Work to do: Set down exactly the lines running from the line with "Where can the cloud be" to the end of the listing below, both ends included.

[Items listed in a dataset]
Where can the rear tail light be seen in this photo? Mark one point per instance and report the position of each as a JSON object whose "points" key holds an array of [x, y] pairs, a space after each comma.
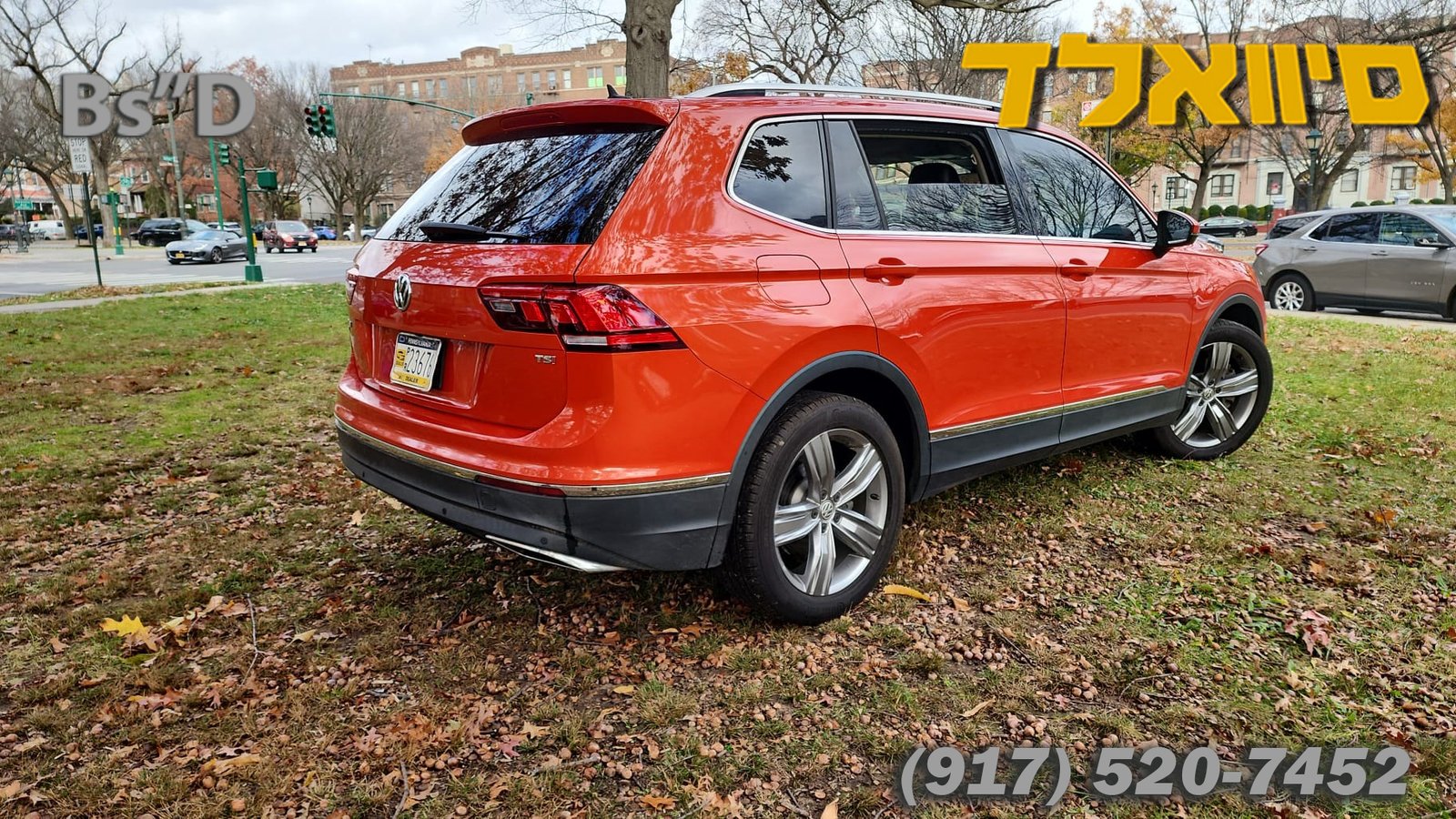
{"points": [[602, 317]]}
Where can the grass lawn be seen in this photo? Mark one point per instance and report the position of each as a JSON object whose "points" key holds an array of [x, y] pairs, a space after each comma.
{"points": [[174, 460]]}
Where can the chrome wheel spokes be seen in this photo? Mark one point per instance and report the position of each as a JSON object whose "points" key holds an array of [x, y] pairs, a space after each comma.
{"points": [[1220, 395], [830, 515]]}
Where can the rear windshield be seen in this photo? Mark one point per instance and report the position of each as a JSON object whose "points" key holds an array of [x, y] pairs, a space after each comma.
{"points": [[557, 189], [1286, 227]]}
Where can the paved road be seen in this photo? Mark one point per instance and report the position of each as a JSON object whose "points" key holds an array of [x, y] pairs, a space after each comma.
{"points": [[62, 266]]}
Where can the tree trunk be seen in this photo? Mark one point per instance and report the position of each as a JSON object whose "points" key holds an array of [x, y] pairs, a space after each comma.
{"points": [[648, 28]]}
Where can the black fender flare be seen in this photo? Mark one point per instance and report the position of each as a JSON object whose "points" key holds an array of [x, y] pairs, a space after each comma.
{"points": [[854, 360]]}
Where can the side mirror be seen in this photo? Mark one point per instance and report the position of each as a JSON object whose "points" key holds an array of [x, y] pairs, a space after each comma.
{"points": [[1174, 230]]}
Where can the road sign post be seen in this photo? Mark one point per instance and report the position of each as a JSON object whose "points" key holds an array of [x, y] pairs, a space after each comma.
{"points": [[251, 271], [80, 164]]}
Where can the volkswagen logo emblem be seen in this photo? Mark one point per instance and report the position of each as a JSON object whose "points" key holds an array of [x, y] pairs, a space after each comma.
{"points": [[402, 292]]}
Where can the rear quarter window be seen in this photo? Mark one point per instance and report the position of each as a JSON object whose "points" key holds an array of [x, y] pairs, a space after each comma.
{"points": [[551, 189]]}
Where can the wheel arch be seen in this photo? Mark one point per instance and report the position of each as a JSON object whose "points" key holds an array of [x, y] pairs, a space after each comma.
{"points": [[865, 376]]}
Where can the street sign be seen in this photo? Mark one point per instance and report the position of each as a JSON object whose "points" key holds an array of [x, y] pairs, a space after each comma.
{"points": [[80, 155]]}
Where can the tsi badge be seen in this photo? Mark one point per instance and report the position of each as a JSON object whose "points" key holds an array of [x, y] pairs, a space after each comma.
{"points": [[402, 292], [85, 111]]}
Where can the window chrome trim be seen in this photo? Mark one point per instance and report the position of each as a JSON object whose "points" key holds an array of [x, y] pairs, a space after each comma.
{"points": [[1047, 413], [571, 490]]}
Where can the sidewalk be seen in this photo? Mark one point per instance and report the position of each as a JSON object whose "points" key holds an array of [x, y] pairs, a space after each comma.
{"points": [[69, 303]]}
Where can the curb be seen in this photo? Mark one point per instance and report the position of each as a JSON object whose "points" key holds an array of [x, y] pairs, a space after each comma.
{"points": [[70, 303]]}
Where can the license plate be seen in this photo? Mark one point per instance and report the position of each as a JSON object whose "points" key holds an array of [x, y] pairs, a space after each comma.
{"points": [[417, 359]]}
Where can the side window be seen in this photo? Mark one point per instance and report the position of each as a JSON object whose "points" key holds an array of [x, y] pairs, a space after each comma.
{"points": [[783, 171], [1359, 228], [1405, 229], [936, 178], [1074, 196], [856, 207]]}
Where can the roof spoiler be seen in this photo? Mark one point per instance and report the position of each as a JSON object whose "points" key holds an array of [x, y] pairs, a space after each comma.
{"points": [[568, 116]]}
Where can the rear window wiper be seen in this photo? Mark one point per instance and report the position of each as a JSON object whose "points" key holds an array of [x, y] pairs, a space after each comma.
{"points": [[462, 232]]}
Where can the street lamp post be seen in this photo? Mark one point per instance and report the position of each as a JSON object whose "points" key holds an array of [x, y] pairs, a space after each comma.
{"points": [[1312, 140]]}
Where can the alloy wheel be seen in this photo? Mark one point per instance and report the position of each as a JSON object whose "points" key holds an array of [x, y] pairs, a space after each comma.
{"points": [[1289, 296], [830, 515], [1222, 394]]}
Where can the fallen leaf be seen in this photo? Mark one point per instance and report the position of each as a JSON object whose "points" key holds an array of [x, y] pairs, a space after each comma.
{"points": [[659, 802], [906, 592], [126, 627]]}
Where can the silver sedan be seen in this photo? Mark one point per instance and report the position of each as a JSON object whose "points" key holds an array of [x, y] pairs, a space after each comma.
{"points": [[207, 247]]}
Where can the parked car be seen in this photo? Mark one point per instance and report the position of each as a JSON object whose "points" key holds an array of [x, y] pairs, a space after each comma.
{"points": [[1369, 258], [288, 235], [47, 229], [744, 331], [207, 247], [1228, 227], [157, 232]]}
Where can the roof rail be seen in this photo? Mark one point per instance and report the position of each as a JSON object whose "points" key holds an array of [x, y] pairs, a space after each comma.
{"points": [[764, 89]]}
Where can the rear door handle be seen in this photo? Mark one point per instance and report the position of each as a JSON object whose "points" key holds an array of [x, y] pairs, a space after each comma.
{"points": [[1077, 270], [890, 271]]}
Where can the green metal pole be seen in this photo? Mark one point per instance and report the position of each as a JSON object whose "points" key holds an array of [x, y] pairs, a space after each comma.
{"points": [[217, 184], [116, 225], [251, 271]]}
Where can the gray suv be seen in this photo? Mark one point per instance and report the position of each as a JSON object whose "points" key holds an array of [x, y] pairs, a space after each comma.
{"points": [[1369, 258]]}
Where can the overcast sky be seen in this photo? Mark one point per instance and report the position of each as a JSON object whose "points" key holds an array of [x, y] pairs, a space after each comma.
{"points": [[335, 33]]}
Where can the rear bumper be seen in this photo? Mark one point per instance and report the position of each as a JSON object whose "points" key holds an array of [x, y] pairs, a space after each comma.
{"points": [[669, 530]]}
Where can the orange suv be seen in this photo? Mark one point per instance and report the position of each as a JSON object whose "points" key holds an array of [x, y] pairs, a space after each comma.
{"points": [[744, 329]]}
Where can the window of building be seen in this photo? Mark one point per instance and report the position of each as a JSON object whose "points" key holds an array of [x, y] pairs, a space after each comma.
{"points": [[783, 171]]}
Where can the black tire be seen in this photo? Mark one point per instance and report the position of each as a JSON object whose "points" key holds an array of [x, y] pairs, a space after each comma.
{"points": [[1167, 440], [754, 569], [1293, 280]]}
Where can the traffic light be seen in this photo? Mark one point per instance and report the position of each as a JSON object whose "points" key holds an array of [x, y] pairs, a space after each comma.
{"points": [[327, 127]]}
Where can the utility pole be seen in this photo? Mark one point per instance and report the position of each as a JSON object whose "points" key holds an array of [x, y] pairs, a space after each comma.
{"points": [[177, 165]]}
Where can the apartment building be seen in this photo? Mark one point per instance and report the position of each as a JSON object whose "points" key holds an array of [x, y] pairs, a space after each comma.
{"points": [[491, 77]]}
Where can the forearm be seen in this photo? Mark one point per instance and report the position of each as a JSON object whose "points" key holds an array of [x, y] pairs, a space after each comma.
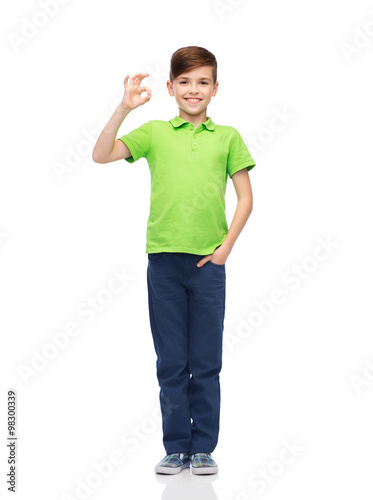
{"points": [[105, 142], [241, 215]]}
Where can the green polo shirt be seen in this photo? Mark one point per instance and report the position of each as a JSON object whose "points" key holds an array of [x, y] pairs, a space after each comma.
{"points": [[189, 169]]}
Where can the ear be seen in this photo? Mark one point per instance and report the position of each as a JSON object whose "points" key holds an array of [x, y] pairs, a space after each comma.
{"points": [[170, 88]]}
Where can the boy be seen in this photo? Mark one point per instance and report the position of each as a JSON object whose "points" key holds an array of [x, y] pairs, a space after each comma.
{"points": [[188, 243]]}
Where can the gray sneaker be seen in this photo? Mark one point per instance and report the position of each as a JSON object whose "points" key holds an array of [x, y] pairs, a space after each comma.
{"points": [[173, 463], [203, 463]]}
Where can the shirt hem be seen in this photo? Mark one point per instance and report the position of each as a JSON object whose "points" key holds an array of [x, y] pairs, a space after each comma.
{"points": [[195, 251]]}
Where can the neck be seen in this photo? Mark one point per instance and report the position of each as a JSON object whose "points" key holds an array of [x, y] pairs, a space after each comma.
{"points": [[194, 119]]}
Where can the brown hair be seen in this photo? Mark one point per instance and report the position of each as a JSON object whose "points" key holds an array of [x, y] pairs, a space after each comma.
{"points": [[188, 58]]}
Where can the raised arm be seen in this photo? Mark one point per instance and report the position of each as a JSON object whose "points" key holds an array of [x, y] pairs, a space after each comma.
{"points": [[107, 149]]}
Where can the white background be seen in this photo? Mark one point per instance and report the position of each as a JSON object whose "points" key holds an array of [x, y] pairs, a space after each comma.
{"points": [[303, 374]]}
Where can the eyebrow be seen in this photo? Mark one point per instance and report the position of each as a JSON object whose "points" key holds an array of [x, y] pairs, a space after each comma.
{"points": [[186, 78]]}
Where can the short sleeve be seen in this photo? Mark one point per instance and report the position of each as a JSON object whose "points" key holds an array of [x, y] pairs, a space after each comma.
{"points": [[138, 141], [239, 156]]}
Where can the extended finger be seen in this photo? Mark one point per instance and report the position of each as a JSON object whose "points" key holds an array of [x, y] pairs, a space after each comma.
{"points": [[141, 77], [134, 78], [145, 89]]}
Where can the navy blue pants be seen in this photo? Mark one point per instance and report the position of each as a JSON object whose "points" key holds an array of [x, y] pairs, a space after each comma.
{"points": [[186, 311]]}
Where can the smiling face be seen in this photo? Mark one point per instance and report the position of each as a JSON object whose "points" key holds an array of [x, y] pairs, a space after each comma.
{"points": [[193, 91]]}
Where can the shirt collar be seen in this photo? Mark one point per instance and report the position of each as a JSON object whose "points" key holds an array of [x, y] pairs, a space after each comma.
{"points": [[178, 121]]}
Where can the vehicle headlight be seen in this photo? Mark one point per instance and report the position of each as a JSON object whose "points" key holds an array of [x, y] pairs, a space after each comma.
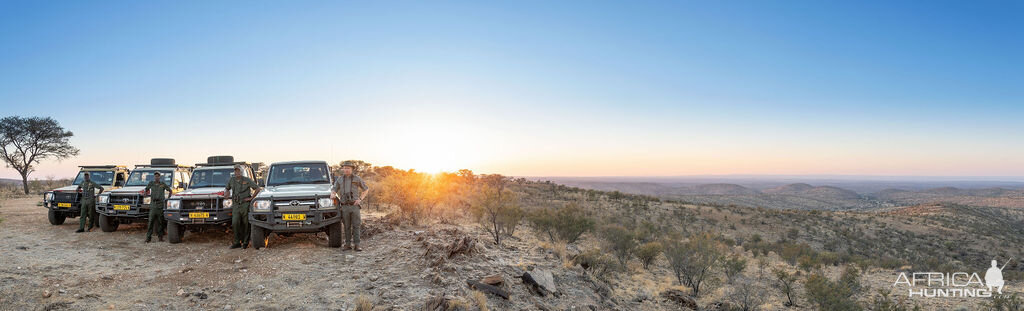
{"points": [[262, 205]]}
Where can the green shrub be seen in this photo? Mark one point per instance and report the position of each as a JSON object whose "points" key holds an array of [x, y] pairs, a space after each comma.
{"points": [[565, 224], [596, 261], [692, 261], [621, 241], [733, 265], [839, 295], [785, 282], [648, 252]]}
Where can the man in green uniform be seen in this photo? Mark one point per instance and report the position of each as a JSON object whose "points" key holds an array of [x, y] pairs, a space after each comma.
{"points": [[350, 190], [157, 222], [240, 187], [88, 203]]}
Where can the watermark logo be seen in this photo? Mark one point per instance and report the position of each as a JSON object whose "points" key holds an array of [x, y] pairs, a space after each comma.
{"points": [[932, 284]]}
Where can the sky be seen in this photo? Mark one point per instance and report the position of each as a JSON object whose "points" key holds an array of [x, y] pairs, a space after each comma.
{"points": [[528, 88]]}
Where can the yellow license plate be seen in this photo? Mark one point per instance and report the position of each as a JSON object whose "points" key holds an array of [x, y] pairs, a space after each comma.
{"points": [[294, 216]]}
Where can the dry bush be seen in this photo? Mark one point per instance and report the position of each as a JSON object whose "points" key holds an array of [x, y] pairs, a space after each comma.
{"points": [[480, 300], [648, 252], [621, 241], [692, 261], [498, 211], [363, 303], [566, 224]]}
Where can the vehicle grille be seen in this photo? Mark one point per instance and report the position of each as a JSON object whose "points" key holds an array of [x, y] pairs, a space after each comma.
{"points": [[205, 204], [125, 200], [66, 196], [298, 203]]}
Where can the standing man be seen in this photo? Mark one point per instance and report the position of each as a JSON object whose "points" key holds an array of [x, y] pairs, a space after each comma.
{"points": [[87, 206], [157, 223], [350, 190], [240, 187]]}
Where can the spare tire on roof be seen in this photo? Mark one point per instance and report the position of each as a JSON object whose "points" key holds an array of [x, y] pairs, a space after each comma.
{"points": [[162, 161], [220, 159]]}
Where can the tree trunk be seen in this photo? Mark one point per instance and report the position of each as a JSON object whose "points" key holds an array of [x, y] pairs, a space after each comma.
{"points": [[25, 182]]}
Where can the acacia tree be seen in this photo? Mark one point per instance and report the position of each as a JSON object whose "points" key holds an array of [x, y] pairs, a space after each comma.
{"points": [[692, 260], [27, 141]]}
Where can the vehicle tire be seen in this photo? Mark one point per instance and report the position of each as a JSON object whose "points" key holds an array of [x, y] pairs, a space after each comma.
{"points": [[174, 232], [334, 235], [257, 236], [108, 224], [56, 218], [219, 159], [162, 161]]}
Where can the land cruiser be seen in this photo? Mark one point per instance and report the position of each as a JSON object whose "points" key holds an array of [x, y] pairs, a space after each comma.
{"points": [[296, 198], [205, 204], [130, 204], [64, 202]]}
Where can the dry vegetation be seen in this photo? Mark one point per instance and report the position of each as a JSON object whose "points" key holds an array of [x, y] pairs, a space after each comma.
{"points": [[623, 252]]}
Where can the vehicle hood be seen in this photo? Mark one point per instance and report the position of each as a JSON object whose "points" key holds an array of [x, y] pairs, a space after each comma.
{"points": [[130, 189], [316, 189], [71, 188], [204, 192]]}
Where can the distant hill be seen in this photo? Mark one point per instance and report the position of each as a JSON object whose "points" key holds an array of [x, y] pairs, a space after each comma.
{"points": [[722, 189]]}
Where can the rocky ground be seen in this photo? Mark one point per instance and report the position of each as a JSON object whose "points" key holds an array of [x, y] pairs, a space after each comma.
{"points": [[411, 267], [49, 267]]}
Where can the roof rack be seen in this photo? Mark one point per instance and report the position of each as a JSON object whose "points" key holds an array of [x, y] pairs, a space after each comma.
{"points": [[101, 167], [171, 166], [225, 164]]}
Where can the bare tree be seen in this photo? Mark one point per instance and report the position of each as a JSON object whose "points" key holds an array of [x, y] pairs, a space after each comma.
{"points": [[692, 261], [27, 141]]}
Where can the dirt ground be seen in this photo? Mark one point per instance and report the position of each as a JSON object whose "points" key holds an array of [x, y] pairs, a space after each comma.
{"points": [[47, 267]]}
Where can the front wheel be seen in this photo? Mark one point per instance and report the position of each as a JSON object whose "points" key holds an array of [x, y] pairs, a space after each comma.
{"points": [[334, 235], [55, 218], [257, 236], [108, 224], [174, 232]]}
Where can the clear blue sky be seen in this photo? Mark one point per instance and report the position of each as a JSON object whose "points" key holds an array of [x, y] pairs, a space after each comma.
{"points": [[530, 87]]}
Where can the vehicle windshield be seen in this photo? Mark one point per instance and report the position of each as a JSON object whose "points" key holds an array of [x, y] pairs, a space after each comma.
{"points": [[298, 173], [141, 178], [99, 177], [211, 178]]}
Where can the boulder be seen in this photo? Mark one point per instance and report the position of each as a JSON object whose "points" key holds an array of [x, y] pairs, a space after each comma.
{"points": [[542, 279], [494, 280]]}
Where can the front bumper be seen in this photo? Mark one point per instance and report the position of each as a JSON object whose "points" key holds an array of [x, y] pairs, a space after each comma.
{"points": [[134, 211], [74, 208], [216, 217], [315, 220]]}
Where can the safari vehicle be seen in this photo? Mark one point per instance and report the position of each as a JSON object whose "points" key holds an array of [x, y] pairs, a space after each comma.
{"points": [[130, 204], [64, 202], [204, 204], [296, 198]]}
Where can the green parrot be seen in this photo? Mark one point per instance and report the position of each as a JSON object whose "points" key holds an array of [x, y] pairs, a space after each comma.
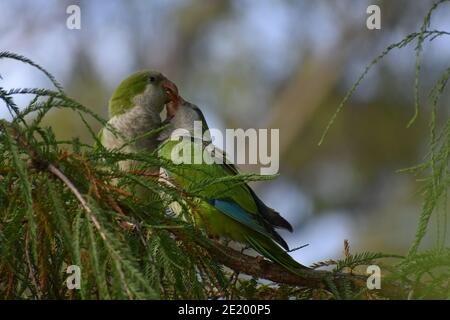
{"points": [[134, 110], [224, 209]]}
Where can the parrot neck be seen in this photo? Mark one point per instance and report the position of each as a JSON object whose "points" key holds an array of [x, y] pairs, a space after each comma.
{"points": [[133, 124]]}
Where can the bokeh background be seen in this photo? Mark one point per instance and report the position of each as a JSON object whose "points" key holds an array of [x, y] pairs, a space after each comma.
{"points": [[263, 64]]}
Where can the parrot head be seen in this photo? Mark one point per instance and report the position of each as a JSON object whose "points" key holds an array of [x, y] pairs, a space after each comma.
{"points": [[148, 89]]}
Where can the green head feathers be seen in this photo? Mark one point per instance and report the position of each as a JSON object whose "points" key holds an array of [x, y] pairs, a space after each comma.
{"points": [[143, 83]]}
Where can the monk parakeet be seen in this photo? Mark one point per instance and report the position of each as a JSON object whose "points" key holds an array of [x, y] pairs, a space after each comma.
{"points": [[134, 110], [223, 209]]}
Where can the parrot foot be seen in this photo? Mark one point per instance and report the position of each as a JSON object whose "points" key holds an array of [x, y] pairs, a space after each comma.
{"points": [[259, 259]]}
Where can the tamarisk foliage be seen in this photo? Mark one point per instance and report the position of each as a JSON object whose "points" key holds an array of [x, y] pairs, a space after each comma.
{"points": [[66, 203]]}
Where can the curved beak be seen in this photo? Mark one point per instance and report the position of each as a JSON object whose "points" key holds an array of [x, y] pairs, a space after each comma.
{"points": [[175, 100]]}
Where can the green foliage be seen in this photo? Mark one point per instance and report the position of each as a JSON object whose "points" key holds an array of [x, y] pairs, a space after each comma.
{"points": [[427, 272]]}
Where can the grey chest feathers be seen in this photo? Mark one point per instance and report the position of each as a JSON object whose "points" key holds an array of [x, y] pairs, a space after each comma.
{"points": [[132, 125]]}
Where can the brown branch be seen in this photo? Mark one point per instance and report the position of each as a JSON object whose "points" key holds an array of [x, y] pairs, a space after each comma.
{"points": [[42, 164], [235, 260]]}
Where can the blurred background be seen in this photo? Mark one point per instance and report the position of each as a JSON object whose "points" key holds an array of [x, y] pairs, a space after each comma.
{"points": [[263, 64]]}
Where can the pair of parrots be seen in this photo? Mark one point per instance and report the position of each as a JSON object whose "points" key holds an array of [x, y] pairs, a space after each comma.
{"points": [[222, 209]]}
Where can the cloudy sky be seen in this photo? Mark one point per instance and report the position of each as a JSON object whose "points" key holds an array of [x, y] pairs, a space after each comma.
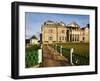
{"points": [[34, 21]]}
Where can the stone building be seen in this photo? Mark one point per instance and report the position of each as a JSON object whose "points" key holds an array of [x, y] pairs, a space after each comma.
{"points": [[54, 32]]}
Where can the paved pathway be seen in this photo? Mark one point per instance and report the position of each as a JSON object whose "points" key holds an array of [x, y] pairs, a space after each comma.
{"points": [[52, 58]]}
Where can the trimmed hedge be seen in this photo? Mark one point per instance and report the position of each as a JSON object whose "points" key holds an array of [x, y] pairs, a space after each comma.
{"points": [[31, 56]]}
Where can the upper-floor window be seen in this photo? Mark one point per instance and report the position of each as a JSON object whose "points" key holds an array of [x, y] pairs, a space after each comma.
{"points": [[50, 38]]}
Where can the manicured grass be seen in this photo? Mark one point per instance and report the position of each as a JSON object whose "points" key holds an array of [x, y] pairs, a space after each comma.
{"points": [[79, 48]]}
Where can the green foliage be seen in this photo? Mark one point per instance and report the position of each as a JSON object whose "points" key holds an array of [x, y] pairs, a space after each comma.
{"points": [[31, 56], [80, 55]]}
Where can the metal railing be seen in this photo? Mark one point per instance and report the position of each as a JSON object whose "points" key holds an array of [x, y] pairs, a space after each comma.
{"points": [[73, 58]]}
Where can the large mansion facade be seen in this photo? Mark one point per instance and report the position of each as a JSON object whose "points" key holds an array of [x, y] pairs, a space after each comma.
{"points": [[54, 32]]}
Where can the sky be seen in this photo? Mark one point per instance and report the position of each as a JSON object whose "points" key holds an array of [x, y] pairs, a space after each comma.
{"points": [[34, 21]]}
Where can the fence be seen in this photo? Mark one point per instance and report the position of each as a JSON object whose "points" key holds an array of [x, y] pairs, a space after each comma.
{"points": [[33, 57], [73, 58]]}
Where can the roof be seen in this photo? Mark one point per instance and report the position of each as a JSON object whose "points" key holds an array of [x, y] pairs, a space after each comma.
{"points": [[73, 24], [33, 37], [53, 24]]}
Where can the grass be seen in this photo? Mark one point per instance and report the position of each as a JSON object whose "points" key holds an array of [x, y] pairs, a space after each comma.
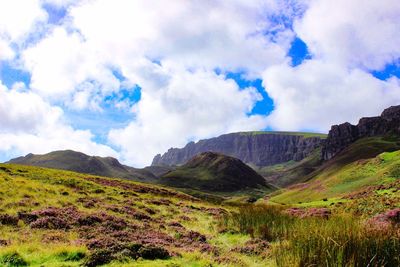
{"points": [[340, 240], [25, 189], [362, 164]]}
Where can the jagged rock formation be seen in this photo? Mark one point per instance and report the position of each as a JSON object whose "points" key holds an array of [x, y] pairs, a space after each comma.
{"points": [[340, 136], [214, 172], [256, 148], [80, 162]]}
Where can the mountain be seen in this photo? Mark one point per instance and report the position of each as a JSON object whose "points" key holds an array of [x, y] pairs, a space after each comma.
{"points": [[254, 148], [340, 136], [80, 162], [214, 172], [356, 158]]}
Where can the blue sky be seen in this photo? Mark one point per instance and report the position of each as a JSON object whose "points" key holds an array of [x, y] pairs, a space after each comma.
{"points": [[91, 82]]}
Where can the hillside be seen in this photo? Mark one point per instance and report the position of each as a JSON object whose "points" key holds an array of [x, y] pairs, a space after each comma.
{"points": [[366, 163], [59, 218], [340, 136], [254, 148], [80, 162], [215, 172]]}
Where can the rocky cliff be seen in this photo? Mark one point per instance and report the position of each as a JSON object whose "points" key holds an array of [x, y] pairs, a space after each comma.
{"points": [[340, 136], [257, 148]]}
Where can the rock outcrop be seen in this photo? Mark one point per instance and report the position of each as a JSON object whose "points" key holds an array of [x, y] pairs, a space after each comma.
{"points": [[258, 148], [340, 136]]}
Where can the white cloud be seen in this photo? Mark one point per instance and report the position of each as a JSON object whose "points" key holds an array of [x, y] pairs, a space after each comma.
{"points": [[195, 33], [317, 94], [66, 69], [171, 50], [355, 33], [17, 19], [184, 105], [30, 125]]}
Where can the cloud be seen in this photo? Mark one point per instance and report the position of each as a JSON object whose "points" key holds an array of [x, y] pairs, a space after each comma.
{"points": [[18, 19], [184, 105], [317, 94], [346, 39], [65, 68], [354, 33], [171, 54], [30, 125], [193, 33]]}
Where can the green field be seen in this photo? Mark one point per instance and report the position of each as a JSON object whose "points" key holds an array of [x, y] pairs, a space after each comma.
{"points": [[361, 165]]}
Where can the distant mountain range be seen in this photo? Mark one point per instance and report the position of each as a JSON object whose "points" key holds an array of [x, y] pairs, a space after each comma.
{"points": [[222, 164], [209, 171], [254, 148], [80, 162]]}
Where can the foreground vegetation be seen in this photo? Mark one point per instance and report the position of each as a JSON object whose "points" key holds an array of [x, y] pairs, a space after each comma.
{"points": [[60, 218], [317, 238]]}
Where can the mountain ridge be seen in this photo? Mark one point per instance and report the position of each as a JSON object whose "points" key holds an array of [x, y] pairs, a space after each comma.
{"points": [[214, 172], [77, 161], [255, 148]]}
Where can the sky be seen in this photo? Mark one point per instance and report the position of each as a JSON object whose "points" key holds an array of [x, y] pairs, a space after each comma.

Written answer:
Where can the cloud be seen in this photo? Mark one point per instance and report the position of each as a JSON object whose "points" key holds an array of [x, y] pairs, a space after each comma.
{"points": [[18, 19], [184, 105], [317, 94], [346, 39], [65, 68], [354, 33], [171, 54], [30, 125], [193, 33]]}
Where can the green field be seen in this photo? Mark one point per instance and report the position of each as a JSON object whose "points" key holds an array of [x, y] pairs, a space after each comma.
{"points": [[361, 165]]}
Where can the distant mountain range be seen in this photo? Mark one point per instance and report the position of each as a JSON object whose "points" key holds an array of [x, y] pairs, a space after each comma.
{"points": [[222, 164], [209, 171], [254, 148], [80, 162]]}
Where can the foreground vegetation be seen in this photo? Mark one point per instance and report the position of each as a JSON object whose "points" key holds an array of [x, y] pairs, a space after each comma.
{"points": [[60, 218], [317, 238]]}
Where can the mountain ridge be seen in this photo? Mark one point per instance and report the position of each as a JSON object whose "points" key holds an array of [x, y] pairs, a space after each comma.
{"points": [[214, 172], [77, 161], [255, 148]]}
Where can the sky be seen in this photo? Mark one point per instance and report the position of each as a JSON object whose "points" key holds an array of [x, y] pairs, a space after each comma.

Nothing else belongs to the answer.